Using the information ->
a) In the Bonhams MPH auction report, what percentage of the cars were sold by number?
b) Reproduce the Bonhams MPH auction report word for word, everything from "Bonhams’ £2.2m 25" down to "(est. £200k to £250k)".

Document segment ->
-------

Bonhams’ £2.2m 25 July 2020 MPH auction 3rd August 2020

Bicester Heritage once again played host to the Bond St saleroom’s more affordable, MPH-branded division, an event that produced the biggest gross for the set-up yet.

Bonhams brought its auction viewing back into the main hangar at Bicester, writes Paul Hardiman, though once again conducted the closed-doors online sale from its nearby showroom at Kidlington, next to the amusingly named London Oxford Airport [some 63 miles from Hyde Park Corner - Ed.].

At a glance:

* Gross (motor cars): £2,158,143
* Percentage sold by number: 67%
* Top-selling car: 1927 Bentley 3 Litre Speed Model Sports Roadster £225,000 gross, £200,00 net (est. £200k to £250k)
* Well sold? A dedicated buyer waited patiently for the 1993 Porsche 911 (964) Turbo 3.6-litre and paid £164,250 with Bonhams standard MPH-sale 12.5% buyer’s premium (est. £100k to £130k)

-------

Record excerpts ->
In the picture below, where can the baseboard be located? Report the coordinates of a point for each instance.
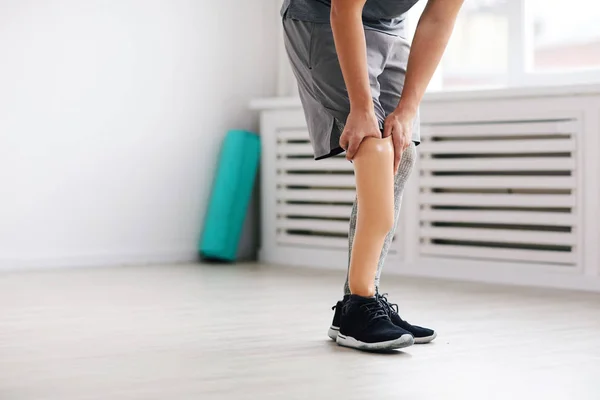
(99, 260)
(459, 270)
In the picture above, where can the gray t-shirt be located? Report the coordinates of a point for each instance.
(381, 15)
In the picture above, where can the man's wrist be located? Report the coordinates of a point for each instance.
(407, 108)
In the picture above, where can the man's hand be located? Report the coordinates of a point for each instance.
(359, 126)
(399, 125)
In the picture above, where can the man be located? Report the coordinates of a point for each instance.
(360, 85)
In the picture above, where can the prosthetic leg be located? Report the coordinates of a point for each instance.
(374, 172)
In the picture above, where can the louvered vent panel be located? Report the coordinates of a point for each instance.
(502, 191)
(314, 198)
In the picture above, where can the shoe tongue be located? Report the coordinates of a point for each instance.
(360, 299)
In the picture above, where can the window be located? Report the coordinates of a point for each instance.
(498, 43)
(565, 40)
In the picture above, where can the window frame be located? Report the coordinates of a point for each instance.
(520, 63)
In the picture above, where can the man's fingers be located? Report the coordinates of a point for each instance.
(352, 148)
(343, 142)
(387, 129)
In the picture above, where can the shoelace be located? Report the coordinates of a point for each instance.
(389, 307)
(374, 310)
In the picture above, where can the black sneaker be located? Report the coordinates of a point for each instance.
(421, 335)
(337, 317)
(365, 325)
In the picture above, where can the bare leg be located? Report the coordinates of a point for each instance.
(406, 165)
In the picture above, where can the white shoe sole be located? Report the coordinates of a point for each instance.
(334, 330)
(401, 342)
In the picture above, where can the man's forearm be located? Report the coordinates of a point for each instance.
(430, 40)
(351, 48)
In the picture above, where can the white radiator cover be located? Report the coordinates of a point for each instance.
(506, 189)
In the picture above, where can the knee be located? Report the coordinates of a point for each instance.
(382, 220)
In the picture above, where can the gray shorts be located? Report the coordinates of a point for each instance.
(311, 50)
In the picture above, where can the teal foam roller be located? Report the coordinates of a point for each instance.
(231, 193)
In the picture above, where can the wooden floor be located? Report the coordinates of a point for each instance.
(251, 332)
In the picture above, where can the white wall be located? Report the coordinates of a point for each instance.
(111, 117)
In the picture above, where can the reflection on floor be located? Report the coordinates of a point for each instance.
(253, 332)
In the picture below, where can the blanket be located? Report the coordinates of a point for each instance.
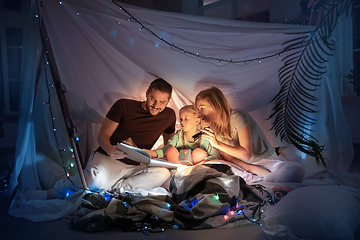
(200, 197)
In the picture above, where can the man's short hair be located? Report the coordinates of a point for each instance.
(161, 85)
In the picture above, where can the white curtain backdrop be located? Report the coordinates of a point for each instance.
(101, 56)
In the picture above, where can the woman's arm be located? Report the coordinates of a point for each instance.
(242, 152)
(107, 129)
(234, 154)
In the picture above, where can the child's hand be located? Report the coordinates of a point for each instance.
(210, 136)
(152, 153)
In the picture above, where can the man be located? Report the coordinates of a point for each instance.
(143, 122)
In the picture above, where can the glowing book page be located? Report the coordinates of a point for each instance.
(142, 156)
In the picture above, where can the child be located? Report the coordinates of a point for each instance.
(200, 148)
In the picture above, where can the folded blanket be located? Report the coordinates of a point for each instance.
(203, 196)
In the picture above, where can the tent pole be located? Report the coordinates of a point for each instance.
(60, 90)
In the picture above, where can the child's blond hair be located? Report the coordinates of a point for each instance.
(188, 108)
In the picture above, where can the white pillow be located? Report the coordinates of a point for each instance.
(316, 212)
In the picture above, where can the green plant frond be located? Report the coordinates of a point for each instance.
(300, 77)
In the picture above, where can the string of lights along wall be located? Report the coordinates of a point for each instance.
(219, 62)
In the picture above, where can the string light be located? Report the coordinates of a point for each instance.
(202, 58)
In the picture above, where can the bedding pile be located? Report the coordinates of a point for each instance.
(201, 197)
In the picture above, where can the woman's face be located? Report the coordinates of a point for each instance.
(206, 112)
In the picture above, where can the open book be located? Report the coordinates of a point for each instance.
(142, 156)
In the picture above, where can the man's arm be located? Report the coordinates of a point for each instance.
(107, 129)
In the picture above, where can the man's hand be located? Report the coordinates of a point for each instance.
(115, 153)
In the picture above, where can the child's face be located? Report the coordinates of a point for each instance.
(188, 120)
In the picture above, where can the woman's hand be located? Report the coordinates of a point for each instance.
(210, 136)
(115, 153)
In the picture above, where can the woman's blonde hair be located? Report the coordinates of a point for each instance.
(190, 108)
(217, 100)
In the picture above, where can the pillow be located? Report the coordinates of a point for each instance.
(316, 212)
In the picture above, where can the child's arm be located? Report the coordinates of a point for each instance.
(212, 153)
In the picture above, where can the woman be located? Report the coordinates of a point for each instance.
(239, 139)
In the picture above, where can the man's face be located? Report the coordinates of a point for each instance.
(156, 101)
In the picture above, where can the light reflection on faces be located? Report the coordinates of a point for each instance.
(188, 120)
(206, 112)
(156, 101)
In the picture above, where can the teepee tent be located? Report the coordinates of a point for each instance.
(104, 52)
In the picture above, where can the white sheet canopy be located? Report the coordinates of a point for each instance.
(102, 55)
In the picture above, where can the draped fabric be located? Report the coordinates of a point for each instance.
(102, 55)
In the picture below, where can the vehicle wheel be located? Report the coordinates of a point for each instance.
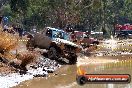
(52, 53)
(72, 59)
(81, 80)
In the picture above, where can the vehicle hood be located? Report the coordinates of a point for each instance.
(66, 42)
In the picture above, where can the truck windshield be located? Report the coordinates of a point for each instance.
(60, 34)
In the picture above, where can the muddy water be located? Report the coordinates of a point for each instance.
(65, 77)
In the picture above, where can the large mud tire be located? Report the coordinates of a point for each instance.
(72, 59)
(52, 53)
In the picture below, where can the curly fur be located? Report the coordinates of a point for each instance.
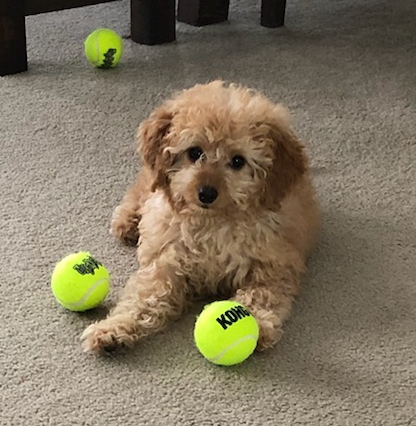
(249, 244)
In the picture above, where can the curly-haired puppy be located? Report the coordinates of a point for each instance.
(223, 207)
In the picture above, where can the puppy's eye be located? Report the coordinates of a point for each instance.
(237, 162)
(195, 153)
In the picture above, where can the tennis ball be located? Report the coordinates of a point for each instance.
(226, 333)
(79, 282)
(103, 48)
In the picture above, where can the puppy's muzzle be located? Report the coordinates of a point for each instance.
(207, 194)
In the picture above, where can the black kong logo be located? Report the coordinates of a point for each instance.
(231, 316)
(108, 58)
(88, 266)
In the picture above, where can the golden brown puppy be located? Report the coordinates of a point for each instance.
(223, 207)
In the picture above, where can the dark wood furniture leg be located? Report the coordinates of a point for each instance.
(153, 21)
(203, 12)
(273, 13)
(13, 56)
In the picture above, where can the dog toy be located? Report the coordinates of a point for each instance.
(103, 48)
(79, 282)
(226, 333)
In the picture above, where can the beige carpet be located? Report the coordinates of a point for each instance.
(347, 70)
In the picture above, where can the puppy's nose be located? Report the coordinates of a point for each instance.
(207, 194)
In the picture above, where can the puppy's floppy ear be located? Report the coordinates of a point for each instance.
(153, 139)
(289, 163)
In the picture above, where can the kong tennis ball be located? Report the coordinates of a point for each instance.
(103, 48)
(79, 282)
(226, 333)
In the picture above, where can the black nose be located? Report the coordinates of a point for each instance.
(207, 194)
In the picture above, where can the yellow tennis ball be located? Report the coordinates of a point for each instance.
(103, 48)
(79, 282)
(226, 333)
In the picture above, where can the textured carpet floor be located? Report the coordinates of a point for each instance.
(347, 70)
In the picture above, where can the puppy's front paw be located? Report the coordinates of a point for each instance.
(99, 338)
(124, 225)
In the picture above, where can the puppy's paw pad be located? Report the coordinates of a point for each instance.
(97, 339)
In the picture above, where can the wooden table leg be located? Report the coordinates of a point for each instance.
(13, 56)
(203, 12)
(273, 13)
(153, 21)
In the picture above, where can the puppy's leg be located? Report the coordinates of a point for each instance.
(152, 296)
(126, 216)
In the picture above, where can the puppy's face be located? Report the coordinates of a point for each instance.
(217, 149)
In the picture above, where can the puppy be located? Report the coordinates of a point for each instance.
(223, 207)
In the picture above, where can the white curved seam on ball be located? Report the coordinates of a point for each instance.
(237, 342)
(87, 294)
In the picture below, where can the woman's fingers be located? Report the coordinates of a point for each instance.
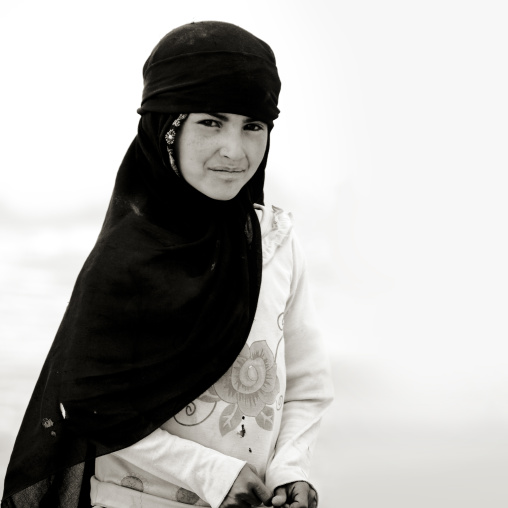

-------

Answers by item ->
a) 67%

b)
Bonhams’ £2.2m 25 July 2020 MPH auction 3rd August 2020

Bicester Heritage once again played host to the Bond St saleroom’s more affordable, MPH-branded division, an event that produced the biggest gross for the set-up yet.

Bonhams brought its auction viewing back into the main hangar at Bicester, writes Paul Hardiman, though once again conducted the closed-doors online sale from its nearby showroom at Kidlington, next to the amusingly named London Oxford Airport [some 63 miles from Hyde Park Corner - Ed.].

At a glance:

* Gross (motor cars): £2,158,143
* Percentage sold by number: 67%
* Top-selling car: 1927 Bentley 3 Litre Speed Model Sports Roadster £225,000 gross, £200,00 net (est. £200k to £250k)